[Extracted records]
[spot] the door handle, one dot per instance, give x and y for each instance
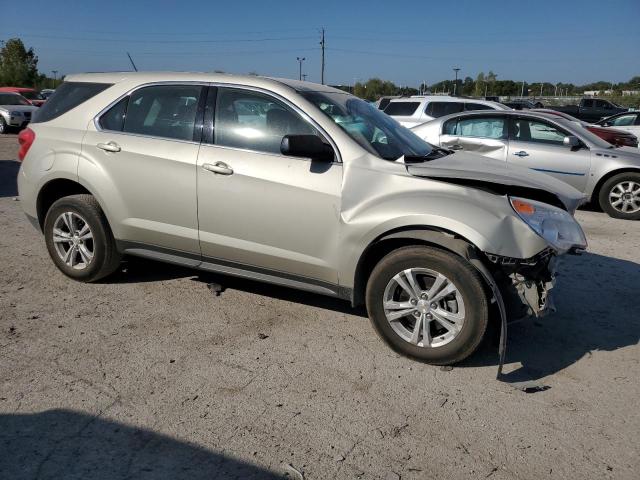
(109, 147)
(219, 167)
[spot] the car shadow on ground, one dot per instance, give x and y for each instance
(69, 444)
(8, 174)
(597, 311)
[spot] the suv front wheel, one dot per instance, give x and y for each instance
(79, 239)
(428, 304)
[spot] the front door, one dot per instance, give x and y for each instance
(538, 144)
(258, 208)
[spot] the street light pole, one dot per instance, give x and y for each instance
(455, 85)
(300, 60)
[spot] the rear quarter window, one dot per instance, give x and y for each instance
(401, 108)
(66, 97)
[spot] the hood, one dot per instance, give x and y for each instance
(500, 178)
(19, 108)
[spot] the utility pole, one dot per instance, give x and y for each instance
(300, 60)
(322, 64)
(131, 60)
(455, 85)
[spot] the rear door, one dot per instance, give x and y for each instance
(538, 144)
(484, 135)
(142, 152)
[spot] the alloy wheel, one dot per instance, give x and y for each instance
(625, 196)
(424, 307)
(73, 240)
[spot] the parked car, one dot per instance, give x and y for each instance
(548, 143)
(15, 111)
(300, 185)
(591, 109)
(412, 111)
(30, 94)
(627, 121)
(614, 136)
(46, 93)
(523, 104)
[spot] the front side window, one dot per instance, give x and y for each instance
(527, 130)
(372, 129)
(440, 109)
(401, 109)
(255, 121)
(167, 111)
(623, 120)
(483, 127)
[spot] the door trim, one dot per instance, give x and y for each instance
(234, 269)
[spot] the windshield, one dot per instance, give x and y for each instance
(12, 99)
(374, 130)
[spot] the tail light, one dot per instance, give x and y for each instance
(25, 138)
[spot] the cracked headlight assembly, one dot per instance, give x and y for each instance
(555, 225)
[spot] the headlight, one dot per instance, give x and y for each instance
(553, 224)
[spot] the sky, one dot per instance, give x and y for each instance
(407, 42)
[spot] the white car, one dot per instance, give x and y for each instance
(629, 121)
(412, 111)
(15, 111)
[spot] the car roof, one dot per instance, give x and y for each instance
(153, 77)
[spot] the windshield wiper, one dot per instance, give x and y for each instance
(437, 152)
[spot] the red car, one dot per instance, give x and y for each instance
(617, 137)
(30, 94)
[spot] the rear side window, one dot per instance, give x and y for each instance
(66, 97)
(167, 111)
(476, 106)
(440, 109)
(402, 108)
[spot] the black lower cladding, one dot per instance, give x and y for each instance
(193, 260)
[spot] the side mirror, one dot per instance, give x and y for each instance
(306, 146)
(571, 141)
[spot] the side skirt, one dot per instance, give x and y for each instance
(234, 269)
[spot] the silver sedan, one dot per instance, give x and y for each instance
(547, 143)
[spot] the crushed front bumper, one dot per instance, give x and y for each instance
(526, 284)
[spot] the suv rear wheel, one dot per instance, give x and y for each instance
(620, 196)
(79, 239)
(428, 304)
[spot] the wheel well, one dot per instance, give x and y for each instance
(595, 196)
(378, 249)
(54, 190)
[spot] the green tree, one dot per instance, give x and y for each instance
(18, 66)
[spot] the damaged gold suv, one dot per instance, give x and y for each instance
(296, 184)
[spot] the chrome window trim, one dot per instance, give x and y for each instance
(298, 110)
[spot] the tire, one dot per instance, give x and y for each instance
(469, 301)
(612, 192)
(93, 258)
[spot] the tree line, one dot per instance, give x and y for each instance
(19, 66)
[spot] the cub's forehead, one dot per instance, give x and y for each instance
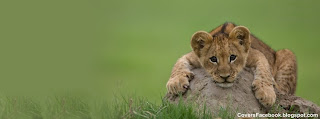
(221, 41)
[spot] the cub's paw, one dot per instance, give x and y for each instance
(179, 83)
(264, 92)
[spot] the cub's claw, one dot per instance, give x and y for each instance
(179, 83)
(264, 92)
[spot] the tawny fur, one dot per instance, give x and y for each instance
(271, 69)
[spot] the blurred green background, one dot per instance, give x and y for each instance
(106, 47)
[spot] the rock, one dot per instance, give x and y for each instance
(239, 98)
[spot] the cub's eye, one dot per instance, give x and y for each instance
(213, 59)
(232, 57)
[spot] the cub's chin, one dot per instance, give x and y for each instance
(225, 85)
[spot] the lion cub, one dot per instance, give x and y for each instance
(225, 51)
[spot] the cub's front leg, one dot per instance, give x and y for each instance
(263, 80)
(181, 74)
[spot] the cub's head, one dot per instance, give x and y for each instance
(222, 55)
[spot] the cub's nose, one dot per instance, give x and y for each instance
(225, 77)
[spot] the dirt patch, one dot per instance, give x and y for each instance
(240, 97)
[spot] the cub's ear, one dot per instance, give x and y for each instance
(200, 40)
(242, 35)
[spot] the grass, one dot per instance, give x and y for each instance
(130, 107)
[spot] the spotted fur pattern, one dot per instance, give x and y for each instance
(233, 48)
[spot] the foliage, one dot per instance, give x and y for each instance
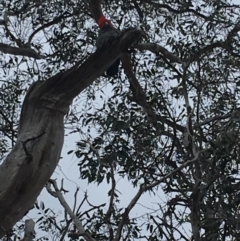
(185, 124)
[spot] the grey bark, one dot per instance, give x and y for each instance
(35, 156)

◆ **Problem**
Every record must be returned exactly. Leave its pictures out.

◆ **Answer for the task**
[spot] the door handle, one dot per instance, give x and y for each instance
(109, 147)
(219, 167)
[spot] the car shadow on ground, one dot per instance, give x and y for each instance
(69, 444)
(8, 174)
(597, 311)
[spot] the suv front wheel, one dot per instance, give x and y for each instance
(79, 239)
(428, 304)
[spot] the front door, one dot per instance, give x and y for each instance
(538, 144)
(258, 208)
[spot] the street light pole, one dot per instance, give x and y for each instance
(455, 85)
(300, 60)
[spot] the rear quarter window, one dot per instance, give x and y for each instance
(401, 108)
(66, 97)
[spot] the hood, one dot per instance, give x and y for each instance
(500, 178)
(19, 108)
[spot] the utility pole, one dot per instance, give x and y for each instance
(300, 60)
(322, 64)
(131, 60)
(455, 85)
[spot] the rear door, one dot per instance, give x and y for each instance
(538, 144)
(484, 135)
(142, 152)
[spot] the alloy wheel, one dot per instance, give x and y for each instance
(625, 196)
(424, 307)
(73, 240)
[spot] the parked car, one dot per instance, give x and y for each instance
(548, 143)
(15, 111)
(300, 185)
(591, 109)
(412, 111)
(30, 94)
(627, 121)
(614, 136)
(46, 93)
(523, 104)
[spot] the front side window, one dot per instance, give x and y for each instance
(527, 130)
(372, 129)
(440, 109)
(401, 109)
(255, 121)
(167, 111)
(623, 120)
(483, 127)
[spot] the door trim, one dot per instance, give x and y for each instance
(234, 269)
[spot] the windshield, one dot per instance, give x and y for each instance
(12, 99)
(374, 130)
[spot] the tail light, one dot per instance, give x and y for each instance
(25, 138)
[spot] the cracked headlight assembly, one dot per instance, give x and y for each instance
(555, 225)
[spot] the headlight, one dot per instance, give x and y for each instance
(553, 224)
[spot] the sky, one dot per instance, give x and y for each instance
(407, 42)
[spot] the white car, one dot per instance, give x and y for each instance
(629, 121)
(412, 111)
(15, 111)
[spot] the car roof, one dot per instance, give x and y for each instance
(153, 77)
[spot] the windshield wiper, one dot per instance, give x and y for each instance
(437, 152)
[spot] the red car, one dot per instance, give x and y for each instance
(617, 137)
(30, 94)
[spot] the rear side window, one dot per instance, give x and y for each instance
(66, 97)
(167, 111)
(476, 106)
(440, 109)
(402, 108)
[spot] the black lower cladding, one dot per instance, give x and y for each instance
(193, 260)
[spot] the side mirror, one dot per instance, give x and y for each instance
(306, 146)
(571, 141)
[spot] the side skirt, one dot per instance, give x and y for each instance
(234, 269)
[spot] the silver sedan, one dot per instance, give x and y for each instance
(547, 143)
[spot] the crushed front bumper, one dot per instance, give x and y for each instance
(526, 284)
[spot] the suv rear wheel, one dot per instance, give x and y for each instance
(620, 196)
(79, 239)
(428, 304)
[spot] the wheel well, one dot per instance, give x and y for each instance
(595, 196)
(378, 249)
(54, 190)
[spot] the green tree, one dot per instance, give x and y for each instance
(18, 66)
[spot] the damaged gold suv, one dot per instance, give x and y for each instance
(296, 184)
[spot] the chrome window trim, one dot per instance, give x and y for each instance
(298, 110)
[spot] the tire, one dot per instance, give x and y for each instance
(469, 301)
(612, 192)
(93, 258)
[spot] the tree line, one dot per instance, give x and y for each instance
(19, 66)
[spot] the cub's forehead, one dot per instance, give x and y for each instance
(221, 41)
[spot] the cub's paw, one dot per instance, give x and y for each instance
(179, 83)
(264, 92)
[spot] the cub's claw, one dot per instance, give x and y for each instance
(179, 83)
(264, 92)
[spot] the tawny fur, one dot per instance, give x and y for each instance
(271, 69)
[spot] the blurred green background, one dot per instance, give x and y for each instance
(106, 47)
[spot] the rock, one dot per instance, give x and y for each instance
(239, 98)
[spot] the cub's eye, one dot per instance, give x and y for each instance
(213, 59)
(232, 57)
[spot] the cub's chin, one dot per instance, give x and y for each instance
(225, 85)
[spot] the lion cub, one dot per instance, give x and y for each instance
(225, 51)
[spot] the cub's front leg, one dot per instance, give x and y for each instance
(263, 80)
(181, 74)
[spot] the cub's head, one dot per instance, give x and y for each instance
(222, 55)
[spot] the cub's nose, one dot per instance, give x and y for each instance
(225, 77)
[spot] the dirt patch, one dot per instance, give x and y for each instance
(240, 97)
[spot] the cub's ear, one dot per instance, give x and y for each instance
(200, 40)
(242, 35)
[spot] the grass, one dot per instance, give x and y for each instance
(130, 107)
[spot] the spotted fur pattern, one dot per instance, give x and y for each instance
(233, 48)
[spot] the foliage, one dot per instance, give x and y for each instance
(185, 124)
[spot] the grey bark, one dot per instance, give x and y for each instance
(35, 156)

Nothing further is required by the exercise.